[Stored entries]
* START *
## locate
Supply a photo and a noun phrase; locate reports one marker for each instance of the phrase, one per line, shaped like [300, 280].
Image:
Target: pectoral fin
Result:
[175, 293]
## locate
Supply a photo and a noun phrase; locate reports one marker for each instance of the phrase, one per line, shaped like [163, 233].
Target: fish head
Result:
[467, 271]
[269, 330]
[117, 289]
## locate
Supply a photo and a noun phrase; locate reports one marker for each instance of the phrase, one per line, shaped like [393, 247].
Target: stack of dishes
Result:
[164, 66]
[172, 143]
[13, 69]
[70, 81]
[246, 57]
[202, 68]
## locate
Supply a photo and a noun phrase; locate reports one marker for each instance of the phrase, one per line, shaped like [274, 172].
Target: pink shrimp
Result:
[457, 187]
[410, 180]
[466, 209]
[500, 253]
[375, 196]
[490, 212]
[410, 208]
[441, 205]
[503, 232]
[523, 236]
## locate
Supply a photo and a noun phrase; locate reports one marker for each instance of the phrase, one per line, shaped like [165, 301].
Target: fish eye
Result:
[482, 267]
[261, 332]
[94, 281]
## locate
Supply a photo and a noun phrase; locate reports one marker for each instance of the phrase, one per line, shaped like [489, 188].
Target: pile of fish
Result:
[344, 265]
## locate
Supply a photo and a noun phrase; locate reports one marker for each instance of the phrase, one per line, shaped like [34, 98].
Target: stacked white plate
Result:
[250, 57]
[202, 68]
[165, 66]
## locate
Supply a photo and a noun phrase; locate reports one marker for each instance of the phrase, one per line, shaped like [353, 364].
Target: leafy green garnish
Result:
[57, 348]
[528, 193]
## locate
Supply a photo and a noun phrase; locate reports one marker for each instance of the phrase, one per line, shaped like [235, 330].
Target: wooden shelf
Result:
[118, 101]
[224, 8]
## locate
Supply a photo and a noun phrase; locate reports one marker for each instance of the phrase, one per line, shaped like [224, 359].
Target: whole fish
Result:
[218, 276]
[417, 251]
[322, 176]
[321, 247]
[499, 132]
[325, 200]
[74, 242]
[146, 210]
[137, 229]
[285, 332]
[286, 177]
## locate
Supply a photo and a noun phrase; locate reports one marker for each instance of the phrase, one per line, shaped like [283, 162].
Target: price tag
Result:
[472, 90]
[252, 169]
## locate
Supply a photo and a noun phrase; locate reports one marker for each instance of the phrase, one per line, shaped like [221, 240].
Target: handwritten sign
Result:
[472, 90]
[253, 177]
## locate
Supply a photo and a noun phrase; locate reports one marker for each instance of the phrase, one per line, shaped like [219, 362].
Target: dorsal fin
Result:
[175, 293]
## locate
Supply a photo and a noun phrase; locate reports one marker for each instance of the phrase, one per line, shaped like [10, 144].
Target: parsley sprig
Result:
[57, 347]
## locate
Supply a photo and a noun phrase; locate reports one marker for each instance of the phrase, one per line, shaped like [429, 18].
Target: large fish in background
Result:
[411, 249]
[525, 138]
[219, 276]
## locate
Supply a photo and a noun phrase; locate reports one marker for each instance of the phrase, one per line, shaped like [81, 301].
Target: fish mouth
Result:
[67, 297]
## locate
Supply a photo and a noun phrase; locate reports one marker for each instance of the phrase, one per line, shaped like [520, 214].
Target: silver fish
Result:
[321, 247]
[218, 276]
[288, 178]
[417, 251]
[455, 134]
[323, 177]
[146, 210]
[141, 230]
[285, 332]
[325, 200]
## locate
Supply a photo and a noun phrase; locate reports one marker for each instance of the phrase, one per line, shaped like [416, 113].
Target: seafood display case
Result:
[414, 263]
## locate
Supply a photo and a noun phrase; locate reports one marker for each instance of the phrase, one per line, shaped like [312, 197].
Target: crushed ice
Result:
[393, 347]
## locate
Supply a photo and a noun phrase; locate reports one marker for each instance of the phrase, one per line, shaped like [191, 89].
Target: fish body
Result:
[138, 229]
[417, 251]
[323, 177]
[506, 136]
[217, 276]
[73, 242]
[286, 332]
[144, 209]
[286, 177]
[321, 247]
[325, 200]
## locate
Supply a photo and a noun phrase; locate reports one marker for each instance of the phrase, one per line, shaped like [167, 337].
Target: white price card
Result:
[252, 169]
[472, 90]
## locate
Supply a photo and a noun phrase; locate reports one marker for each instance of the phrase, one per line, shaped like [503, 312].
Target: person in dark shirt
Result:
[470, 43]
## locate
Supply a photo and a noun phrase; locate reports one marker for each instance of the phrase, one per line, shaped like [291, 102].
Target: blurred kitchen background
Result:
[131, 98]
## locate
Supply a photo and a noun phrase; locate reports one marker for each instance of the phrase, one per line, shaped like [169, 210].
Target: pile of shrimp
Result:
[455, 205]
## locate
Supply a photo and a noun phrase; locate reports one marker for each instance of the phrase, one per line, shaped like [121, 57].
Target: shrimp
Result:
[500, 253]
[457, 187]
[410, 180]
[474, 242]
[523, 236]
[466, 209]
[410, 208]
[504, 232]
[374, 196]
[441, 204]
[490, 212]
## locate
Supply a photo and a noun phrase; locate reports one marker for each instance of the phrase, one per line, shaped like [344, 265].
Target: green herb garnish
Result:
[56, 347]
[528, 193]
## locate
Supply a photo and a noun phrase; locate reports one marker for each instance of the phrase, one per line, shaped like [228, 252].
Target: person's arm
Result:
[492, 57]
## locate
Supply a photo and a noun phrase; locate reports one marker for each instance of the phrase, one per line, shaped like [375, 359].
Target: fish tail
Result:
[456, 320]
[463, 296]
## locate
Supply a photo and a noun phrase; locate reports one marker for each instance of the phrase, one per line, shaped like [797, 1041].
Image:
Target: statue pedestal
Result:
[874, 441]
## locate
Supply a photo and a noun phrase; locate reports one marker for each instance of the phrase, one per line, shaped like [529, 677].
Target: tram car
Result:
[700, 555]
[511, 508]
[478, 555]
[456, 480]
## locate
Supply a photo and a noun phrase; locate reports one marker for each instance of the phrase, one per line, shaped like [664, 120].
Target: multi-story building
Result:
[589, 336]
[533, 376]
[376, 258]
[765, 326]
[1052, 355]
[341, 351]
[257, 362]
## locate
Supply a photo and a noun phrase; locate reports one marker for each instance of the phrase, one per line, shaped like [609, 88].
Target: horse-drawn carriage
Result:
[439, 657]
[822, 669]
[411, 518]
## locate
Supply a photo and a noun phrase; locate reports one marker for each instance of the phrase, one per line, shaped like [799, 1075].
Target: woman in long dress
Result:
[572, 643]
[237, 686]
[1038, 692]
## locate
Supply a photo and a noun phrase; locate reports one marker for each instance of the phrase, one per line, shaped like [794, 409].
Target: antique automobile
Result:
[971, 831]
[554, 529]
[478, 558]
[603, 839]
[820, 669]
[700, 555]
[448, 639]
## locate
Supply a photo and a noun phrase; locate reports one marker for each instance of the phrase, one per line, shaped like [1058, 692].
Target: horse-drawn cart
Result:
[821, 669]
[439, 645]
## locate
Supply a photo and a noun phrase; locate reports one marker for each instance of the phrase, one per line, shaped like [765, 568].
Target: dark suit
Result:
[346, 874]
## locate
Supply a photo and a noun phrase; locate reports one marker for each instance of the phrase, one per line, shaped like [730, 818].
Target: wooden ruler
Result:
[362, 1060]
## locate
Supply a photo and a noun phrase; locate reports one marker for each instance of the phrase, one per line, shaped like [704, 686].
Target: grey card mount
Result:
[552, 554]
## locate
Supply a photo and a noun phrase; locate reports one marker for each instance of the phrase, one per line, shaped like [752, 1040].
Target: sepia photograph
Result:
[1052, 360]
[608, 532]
* END *
### DIRECTIONS
Repeat each entry word for word.

### SOLUTION TO THIS TASK
## locate
Supply a photo and a noun phrase; locate reports one marker for each instance of the phrase, one per line, shaped like [300, 280].
Image:
Target: pectoral fin
Result:
[175, 293]
## locate
Supply a photo and a noun phrase; locate reports one marker for each instance of the phrase, one per line, shaped like [163, 233].
Target: fish head
Result:
[467, 271]
[269, 330]
[117, 289]
## locate
Supply a photo and a noun phrase; locate reports one marker for each instance of the phrase, one per line, shaped like [393, 247].
Target: stack of dishes
Result:
[164, 66]
[172, 143]
[13, 69]
[70, 81]
[246, 57]
[202, 68]
## locate
Supply a photo and a noun phrase; locate reports one marker for each instance of the phrase, one per line, shaped like [274, 172].
Target: pink shrimp
Result:
[457, 187]
[410, 180]
[466, 209]
[500, 253]
[375, 196]
[490, 212]
[410, 208]
[441, 205]
[503, 232]
[523, 236]
## locate
Supply a photo and a noun phrase; locate reports one marker for each instance of the phrase, one per line, shaped like [165, 301].
Target: fish eye
Result:
[482, 267]
[261, 332]
[94, 281]
## locate
Supply a photo and a noun phrase; locate reports one marker for each instance of the phrase, one per line, shaped like [489, 188].
Target: pile of fish
Result:
[344, 265]
## locate
Supply a photo and a noun phrase; locate reports one marker for each instance of the phrase, one per line, shaped like [34, 98].
Target: stacked white plate
Result:
[250, 57]
[202, 68]
[165, 66]
## locate
Supply a photo and a noun phrase; locate reports one marker for each instance of the phrase, one per line, shaped like [353, 364].
Target: leafy green garnish
Result:
[57, 348]
[528, 193]
## locate
Supply a photo and a noun phrase; locate reports one marker for each instance of the phrase, one per line, shaped like [235, 330].
Target: wooden shelf
Result:
[118, 101]
[224, 8]
## locate
Supply a photo and a noun phrase; locate reports one marker for each instance of the phrase, one per line, shaped like [224, 359].
Target: whole fish
Result:
[218, 276]
[417, 251]
[322, 176]
[321, 247]
[499, 132]
[325, 200]
[74, 242]
[146, 210]
[137, 229]
[285, 332]
[286, 177]
## locate
Supply a photo and a noun phrase; locate reports one marker for each instance of the phrase, one per line, shaped like [283, 162].
Target: price tag
Result:
[472, 90]
[252, 169]
## locate
Supply a photo and a noun phrase; locate reports one marker for each instance of the phrase, one per line, shaped like [221, 240].
Target: handwritten sign
Result:
[472, 90]
[253, 177]
## locate
Supply a photo and a noun phrase; locate reports one marker for each instance of the phrase, one per line, shaped like [219, 362].
Target: dorsal fin
Result:
[175, 293]
## locate
Supply a photo and a noun phrase; locate reports one marker for each instance of the phrase, one per line, shaped like [10, 144].
Target: parsley sprig
Result:
[57, 347]
## locate
Supply a photo and a noun phrase; locate reports one marker for each instance of the phrase, one per line, shaped like [429, 18].
Target: large fish in background
Result:
[411, 249]
[525, 138]
[219, 276]
## locate
Supply a photo and a noun phrase; locate reports one marker for each instance of the phrase, one per line, shaped like [81, 301].
Target: fish mouth
Result:
[67, 297]
## locate
Supply a photo and a noun phrase; locate reports one marker for each instance of the phrase, one per line, shaped like [520, 214].
Target: silver fish
Result:
[321, 247]
[218, 276]
[288, 178]
[417, 251]
[455, 134]
[323, 177]
[146, 210]
[141, 230]
[285, 332]
[325, 200]
## locate
Supply a photo and a noun phrase; locate reports one marker for each instance of the phrase, one per line, shaped like [416, 113].
Target: seafood display case
Result:
[414, 263]
## locate
Supply a photo and a noun phrase; locate reports one marker for each instance of the phrase, one per line, shaped like [312, 197].
Target: crushed ice
Result:
[393, 347]
## locate
Supply a photo and a noun phrase; locate reports one marker for each instance of the phrase, one per line, shaped like [191, 89].
Target: fish body
Result:
[138, 229]
[417, 251]
[323, 177]
[506, 136]
[217, 276]
[73, 242]
[286, 332]
[144, 209]
[286, 177]
[321, 247]
[325, 200]
## locate
Supply a photo and a noun phrase; locate reports one marker for each instance of the phrase, one per line, shaped like [167, 337].
Target: white price card
Result:
[252, 169]
[472, 90]
## locate
Supply a photo and a noun phrase; locate reports one marker for each instance of the phrase, one per line, shaped like [503, 312].
Target: person in dark shirt
Result:
[470, 43]
## locate
Supply a photo and a noun phrase; locate reports one marker for each instance of the phrase, one per line, shaped like [291, 102].
Target: blurred kitchen background
Result:
[131, 98]
## locate
Supply a photo and a noun phrase; locate reports one marker for each instance of the phrase, one per line, shaped like [169, 210].
Target: pile of shrimp
Result:
[455, 205]
## locate
Supply a photo and a noun phrase; locate reports one marker for each instance of the phrase, one per line, shaped like [121, 57].
Target: shrimp
Result:
[500, 253]
[457, 187]
[410, 180]
[474, 242]
[523, 236]
[466, 209]
[410, 208]
[504, 232]
[374, 196]
[441, 204]
[490, 212]
## locate
Supply a photo and a noun phrase; locate reports one marker for each instance of the phrase, one per line, shaped like [344, 265].
Target: green herb garnish
Result:
[56, 347]
[528, 193]
## locate
Supply a photo and a noun phrase; locate reports one marker for each instance of the phrase, one per line, shaped like [228, 252].
Target: person's arm
Result:
[492, 57]
## locate
Supply a photo and a noun phrase; locate reports one marker for each instance of the phrase, one per line, shaped like [375, 359].
Target: fish tail
Result:
[456, 320]
[463, 296]
## locate
Supply a photo and a noun phrase; locate reports one marker for each instance of the phrase, one per line, shaped like [797, 1041].
Image:
Target: statue pedestal
Result:
[874, 441]
## locate
Supply a photo and a noun phrase; locate reports one marker for each instance of the phrase, one per line, shaped like [529, 677].
Target: tram car
Result:
[700, 555]
[511, 508]
[478, 555]
[456, 480]
## locate
Supply a photo and a noun phrase; locate reports one marker for each instance of the phrase, one per line, shaped like [664, 120].
Target: multi-story building
Result:
[589, 336]
[533, 376]
[376, 258]
[765, 326]
[1052, 355]
[341, 351]
[257, 362]
## locate
Supply a photo and a noun phrase; locate reports one marker for each instance of the phrase, one per line, shaped like [609, 88].
Target: horse-drawn carriage
Result:
[439, 657]
[822, 669]
[411, 518]
## locate
Supply a photo and a noun phrase; locate reports one marker for each instance of the phrase, one per line, shaped like [799, 1075].
Target: woman in long dress
Result:
[572, 643]
[237, 686]
[1038, 692]
## locate
Supply a photo and a noun phrase; locate reports one marker for each instance of the phrase, one per line, shaped like [794, 409].
Target: antique automobile
Result:
[971, 831]
[554, 529]
[478, 558]
[603, 839]
[820, 669]
[700, 555]
[448, 639]
## locate
Supply a photo and a noun phrase; locate reports one marker for each instance of the phrase, one per line, shaped like [1058, 692].
Target: horse-drawn cart
Result:
[821, 669]
[439, 645]
## locate
Supply a photo and a noun phrase; locate reports one marker for each instance of the phrase, one per line, shaped like [765, 568].
Target: dark suit
Result:
[346, 874]
## locate
Supply a photo and a noun phrase; locate reports one marker for each instance of the phrase, one per line, shaped like [730, 818].
Target: wooden ruler
Result:
[362, 1060]
## locate
Supply a photo and a noun phrase; locate reports one marker for each instance of the phrase, one per line, shaped like [704, 686].
Target: grey card mount
Result:
[552, 554]
## locate
Supply a photo and a noun phrase; locate reports one marker for each instance of the phrase, one per line, shaped like [752, 1040].
Target: sepia photograph
Result:
[1052, 360]
[608, 532]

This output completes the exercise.